Copy the items word for word, starting at their first line and ending at the line that contains "Rings of one", with both of those lines included.

========

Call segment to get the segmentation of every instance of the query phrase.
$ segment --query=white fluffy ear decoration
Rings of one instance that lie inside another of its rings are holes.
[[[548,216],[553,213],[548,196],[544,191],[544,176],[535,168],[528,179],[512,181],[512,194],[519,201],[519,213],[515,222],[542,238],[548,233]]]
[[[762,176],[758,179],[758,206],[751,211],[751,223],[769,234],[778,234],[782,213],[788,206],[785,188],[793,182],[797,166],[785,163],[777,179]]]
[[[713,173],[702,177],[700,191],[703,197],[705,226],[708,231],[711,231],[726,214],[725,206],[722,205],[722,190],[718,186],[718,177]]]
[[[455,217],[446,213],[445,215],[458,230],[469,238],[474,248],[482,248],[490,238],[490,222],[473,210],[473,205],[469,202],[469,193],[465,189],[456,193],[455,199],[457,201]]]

========

THE REPLY
Call segment to get the segmentation of every instance of the query phrase.
$ segment --query=white fluffy ear decoration
Rings of one instance that lie inside another of its rings are holes.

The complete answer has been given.